=== WHAT YOU ARE ASKED TO DO ===
Decide whether each statement agrees with the article on post-hurricane grid resiliency below, and answer yes or no with the deciding words of the article quoted. (a) Hurricane Michael cut off 90% of Tallahassee's electric power. (b) The project is funded by $194,000 from the Department of Energy. (c) The team's improvement plan will be delivered at the project's conclusion.

=== SELECTED EXCERPT ===
With NSF support, CSU team tackles post-hurricane grid resiliency
Designing a self-reliant, resilient electric system for Tallahassee
Credit: Colorado State University
When Hurricane Michael tore through the Florida Panhandle in 2018, it wiped out 90% of the city of Tallahassee’s electric power, causing loss of interconnection with a neighboring utility, and affecting 1.2 million people in the southeastern United States.
In light of the human toll of hurricanes, a cross-disciplinary Colorado State University team is working to minimize those losses. With $194,000 in National Science Foundation support through the agency’s Rapid Response Program (RAPID), they are designing a self-reliant, local, resilient electric system that can better withstand the next Category 5 hurricane.
The research, led by Department of Electrical and Computer Engineering Professor Sid Suryanarayanan, combines sustainable electric grids, systems engineering and behavioral psychology. The overall goal is a solution that provides uninterrupted or minimally interrupted electric supply to a large portion of the population.
“Over one year, we intend to achieve a framework for targeted design of microgrids for the city of Tallahassee,” said Suryanarayanan, who has studied microgrid engineering for over a decade. “The target, in this case, is increasing resiliency for a hurricane-prone region.”
The team will partner with city of Tallahassee officials for access to the city’s emergency preparedness plans and existing utilities and infrastructure. An improvement plan, to be delivered at the project’s conclusion, is expected to lay groundwork for a generalized approach that’s extendable to other communities.

=== DATA RECORDS ===

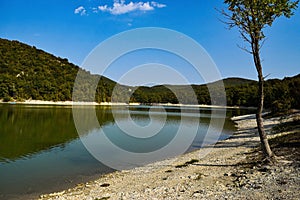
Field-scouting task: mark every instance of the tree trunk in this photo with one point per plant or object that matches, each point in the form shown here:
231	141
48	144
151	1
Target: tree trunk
259	120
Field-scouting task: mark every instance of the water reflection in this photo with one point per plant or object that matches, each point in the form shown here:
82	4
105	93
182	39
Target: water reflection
40	150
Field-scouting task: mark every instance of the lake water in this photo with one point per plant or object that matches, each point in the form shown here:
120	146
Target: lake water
41	151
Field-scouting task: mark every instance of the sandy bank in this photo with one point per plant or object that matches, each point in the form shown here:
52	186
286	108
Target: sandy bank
218	175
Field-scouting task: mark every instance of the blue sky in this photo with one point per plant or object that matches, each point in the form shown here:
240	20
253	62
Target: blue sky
71	29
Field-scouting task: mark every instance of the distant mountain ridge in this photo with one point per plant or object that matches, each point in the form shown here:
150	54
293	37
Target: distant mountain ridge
30	73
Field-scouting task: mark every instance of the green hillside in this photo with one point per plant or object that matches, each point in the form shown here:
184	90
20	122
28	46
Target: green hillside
30	73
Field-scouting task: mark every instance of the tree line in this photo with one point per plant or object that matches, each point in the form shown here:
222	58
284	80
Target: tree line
29	73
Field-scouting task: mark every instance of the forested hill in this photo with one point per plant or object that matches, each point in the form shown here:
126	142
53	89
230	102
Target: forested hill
29	73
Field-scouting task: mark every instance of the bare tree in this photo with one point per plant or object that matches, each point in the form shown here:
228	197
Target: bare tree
251	17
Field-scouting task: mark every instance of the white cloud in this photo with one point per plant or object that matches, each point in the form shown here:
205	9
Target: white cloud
80	10
158	5
120	7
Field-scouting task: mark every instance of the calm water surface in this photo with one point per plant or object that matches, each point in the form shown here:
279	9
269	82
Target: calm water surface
41	152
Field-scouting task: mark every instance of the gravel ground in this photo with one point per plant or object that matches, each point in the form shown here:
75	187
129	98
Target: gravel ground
232	169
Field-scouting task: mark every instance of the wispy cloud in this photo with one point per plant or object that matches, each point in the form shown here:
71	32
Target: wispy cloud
120	7
80	10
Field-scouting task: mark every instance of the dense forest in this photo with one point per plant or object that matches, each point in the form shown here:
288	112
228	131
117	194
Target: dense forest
30	73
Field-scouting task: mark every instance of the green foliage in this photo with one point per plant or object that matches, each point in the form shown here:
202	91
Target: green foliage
29	73
252	16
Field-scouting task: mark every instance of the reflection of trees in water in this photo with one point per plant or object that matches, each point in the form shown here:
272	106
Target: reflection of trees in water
27	130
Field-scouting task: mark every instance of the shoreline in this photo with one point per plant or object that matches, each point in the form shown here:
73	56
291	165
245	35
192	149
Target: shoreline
201	174
72	103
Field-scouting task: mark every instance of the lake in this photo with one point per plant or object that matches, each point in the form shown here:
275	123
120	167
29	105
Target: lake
41	150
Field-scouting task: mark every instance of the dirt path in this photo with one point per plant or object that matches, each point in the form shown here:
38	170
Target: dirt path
224	173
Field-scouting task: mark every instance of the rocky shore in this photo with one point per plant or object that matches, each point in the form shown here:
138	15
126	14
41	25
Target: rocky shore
231	169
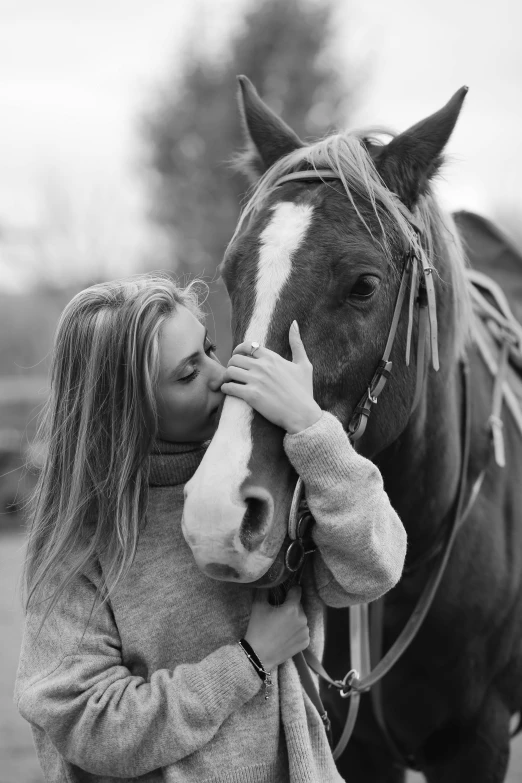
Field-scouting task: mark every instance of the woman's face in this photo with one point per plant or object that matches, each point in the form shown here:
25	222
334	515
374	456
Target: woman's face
188	395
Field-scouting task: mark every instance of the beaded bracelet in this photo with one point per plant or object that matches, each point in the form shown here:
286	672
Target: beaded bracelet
258	666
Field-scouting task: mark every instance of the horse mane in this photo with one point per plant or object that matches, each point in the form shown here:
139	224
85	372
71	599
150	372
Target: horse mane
347	155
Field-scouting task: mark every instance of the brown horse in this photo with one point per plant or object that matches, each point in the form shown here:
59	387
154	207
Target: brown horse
329	253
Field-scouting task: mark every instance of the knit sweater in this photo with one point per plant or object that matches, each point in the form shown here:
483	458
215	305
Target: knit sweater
153	685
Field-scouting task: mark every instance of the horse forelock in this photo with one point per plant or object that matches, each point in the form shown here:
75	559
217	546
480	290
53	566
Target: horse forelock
349	155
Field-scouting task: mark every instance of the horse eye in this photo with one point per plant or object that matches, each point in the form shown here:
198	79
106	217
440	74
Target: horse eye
365	287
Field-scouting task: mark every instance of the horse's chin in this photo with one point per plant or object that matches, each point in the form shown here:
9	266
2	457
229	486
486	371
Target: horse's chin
277	573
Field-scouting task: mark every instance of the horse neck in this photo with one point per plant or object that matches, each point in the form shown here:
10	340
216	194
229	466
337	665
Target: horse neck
421	469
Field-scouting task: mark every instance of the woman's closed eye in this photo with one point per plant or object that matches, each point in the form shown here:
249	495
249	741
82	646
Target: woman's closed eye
209	348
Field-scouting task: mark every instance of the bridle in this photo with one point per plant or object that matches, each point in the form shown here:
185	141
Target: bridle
411	264
361	678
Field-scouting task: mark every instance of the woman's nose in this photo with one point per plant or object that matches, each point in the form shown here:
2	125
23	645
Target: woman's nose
217	375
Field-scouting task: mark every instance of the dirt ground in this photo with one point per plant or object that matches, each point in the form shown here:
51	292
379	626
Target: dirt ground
18	762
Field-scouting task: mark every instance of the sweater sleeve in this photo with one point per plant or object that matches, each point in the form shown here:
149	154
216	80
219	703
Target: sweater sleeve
360	539
72	683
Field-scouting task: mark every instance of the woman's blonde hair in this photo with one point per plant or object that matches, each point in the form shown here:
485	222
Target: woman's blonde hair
97	429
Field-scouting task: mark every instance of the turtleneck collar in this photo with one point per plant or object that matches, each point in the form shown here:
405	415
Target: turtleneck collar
174	463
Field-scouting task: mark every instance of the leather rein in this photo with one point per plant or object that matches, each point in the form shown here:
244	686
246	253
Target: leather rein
361	677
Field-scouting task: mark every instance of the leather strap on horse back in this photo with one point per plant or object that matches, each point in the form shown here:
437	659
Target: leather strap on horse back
353	685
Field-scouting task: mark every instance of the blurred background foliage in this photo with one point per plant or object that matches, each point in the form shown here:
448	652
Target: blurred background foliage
192	129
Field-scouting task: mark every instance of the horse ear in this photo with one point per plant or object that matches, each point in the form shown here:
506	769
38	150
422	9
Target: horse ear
409	161
267	137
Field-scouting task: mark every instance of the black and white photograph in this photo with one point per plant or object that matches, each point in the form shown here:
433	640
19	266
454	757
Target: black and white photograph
260	391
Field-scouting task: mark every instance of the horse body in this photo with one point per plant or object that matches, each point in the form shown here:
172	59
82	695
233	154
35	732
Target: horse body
448	700
333	264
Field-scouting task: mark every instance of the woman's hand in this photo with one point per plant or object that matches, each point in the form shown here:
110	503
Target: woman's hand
277	633
279	390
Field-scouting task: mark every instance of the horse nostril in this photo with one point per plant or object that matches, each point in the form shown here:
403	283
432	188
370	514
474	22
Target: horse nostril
253	526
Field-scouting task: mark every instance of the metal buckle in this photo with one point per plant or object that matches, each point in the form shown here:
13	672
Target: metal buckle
294	556
346	687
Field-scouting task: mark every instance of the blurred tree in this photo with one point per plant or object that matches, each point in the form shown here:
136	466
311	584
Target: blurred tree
192	131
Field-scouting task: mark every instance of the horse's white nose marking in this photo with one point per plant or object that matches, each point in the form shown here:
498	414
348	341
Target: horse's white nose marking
278	241
208	520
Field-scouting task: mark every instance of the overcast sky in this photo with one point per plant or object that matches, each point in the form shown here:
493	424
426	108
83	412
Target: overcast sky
74	75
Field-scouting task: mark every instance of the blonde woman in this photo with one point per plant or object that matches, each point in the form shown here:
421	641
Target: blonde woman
130	665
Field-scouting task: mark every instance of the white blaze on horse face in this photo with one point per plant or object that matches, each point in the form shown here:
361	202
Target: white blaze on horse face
214	508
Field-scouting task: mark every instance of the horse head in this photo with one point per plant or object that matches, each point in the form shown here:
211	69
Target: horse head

=== EXERCISE OUTPUT ===
(a) Yes: "it wiped out 90% of the city of Tallahassee’s electric power"
(b) No: "With $194,000 in National Science Foundation support"
(c) Yes: "An improvement plan, to be delivered at the project’s conclusion"